** PEDIDO ESCRITO **
Prossiga o texto sobre o Iluminismo e a crítica da credulidade, retomando-o a seguir à sua última frase.

═══ TEXTO DE ORIGEM ═══

Saber, não é já aceder às verdades eternas de Deus, mas antes melhorar a nossa própria compreensão e relação com o mundo que nos rodeia.
Aos poucos, “melhorar” vai significar prosperar, e o progresso do género humano vai identificar-se com o aumento da riqueza.
Somos ilustrados e analfabetos ao mesmo tempo.
É hoje claro que o chamado “tempo moderno”, a “modernização”, foi um projeto histórico concreto das classes dominantes europeias, vinculado ao desenvolvimento do capitalismo industrial através da colonização.
E que esse seu processo civilizacional conduziu à partição (dualização) da realidade ente o antigo e o novo, o passado e o futuro, a raça branca e as outras, a tecnologia e os saberes menores, a tradição e a inovação, a razão e a superstição, nós e eles, o mundo natural e o humano, a natureza e a cultura.
Onde ela chegou, dividiu. Pelo que não é de estranhar que tenha deixado uma espécie de consenso anti moderno, uma certa ira e ressentimento, que muitas vezes se manifesta como um anti Iluminismo.
Ouçamos Pankaj Mishra:
“Os ambiciosos filósofos do Iluminismo deram à luz a ideia de uma sociedade perfectível, um Céu na terra mais que no mais além. Esta ideia foi adotada com entusiasmo pelos revolucionários franceses – Saint-Just, um dos mais fanáticos, comentou memoravelmente que “a ideia de felicidade é nova na Europa” - antes de se converter na nova religião política do século XIX. Introduzida até ao coração do mundo pós-colonial no século XX, converteu-se em fé na modernização imposta desde cima.”
É a acusação contra o Iluminismo, ainda hoje muito utilizada, de ter querido substituir a religião pela ciência, fazendo dela uma nova religião.
É a confusão premeditada entre o impulso emancipador que guia o desejo de uma vida feliz e digna na terra, que foi o Iluminismo, e o projeto de domínio sobre todos os povos e recursos naturais da terra. Como se tudo fosse o mesmo.
O Iluminismo nasce a partir de um grande movimento que pretende combater todas as formas de autoritarismo, político, religioso, moral, etc., nomeadamente contra a credulidade e os seus efeitos de dominação.
O ataque contra a credulidade não é um ataque a qualquer crença. As ‘crenças’ são necessárias, quer para a vida como para o conhecimento. Já a ‘credulidade’, é a base de toda a dominação porque implica uma delegação da inteligência e da convicção.
Como afirmavam os enciclopedistas: “a credulidade é a forma dos ignorantes; a incredulidade decidida, a dos meio-sábios; a dúvida metódica, a dos sábios.”
O que o Iluminismo exige é poder exercer a liberdade de submeter a exame qualquer saber e qualquer crença, venha de onde vier e de quem vier, sem pressupostos e sem argumentos de autoridade. Não se trata, portanto, de um ataque à religião.

═══ AMOSTRA DE DADOS ═══

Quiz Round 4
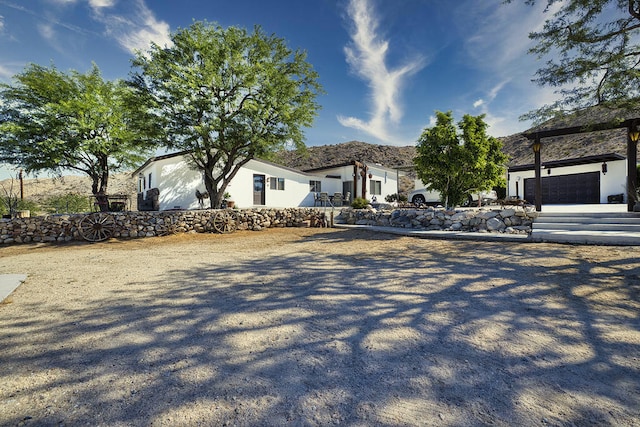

═══

** RESPOSTA **
Tornava-se necessário submeter a exame as verdades que produzíamos, da ciência, da lei, dos valores morais, e outras. Kant, vai ainda mais longe: a própria razão deveria ser submetida à sua crítica, suspeitar de si mesma e interrogar-se sempre a propósito dos seus próprios desejos e limites.
Os Iluministas, exatamente por saberem que a alma humana não pode aspirar a uma visão privilegiada, nem a uma inteligibilidade superior, nem a uma verdade eterna, aceitam a parcialidade e a precariedade das nossas verdades, mas também a perfetibilidade do que somos e do que fazemos de nós próprios.
Para eles, saber, não é já aceder às verdades eternas de Deus, mas antes melhorar a nossa própria compreensão e relação com o mundo que nos rodeia. O seu compromisso não é para com o progresso, mas sim para com a melhora do género humano contra tudo aquilo que o oprime e degrada.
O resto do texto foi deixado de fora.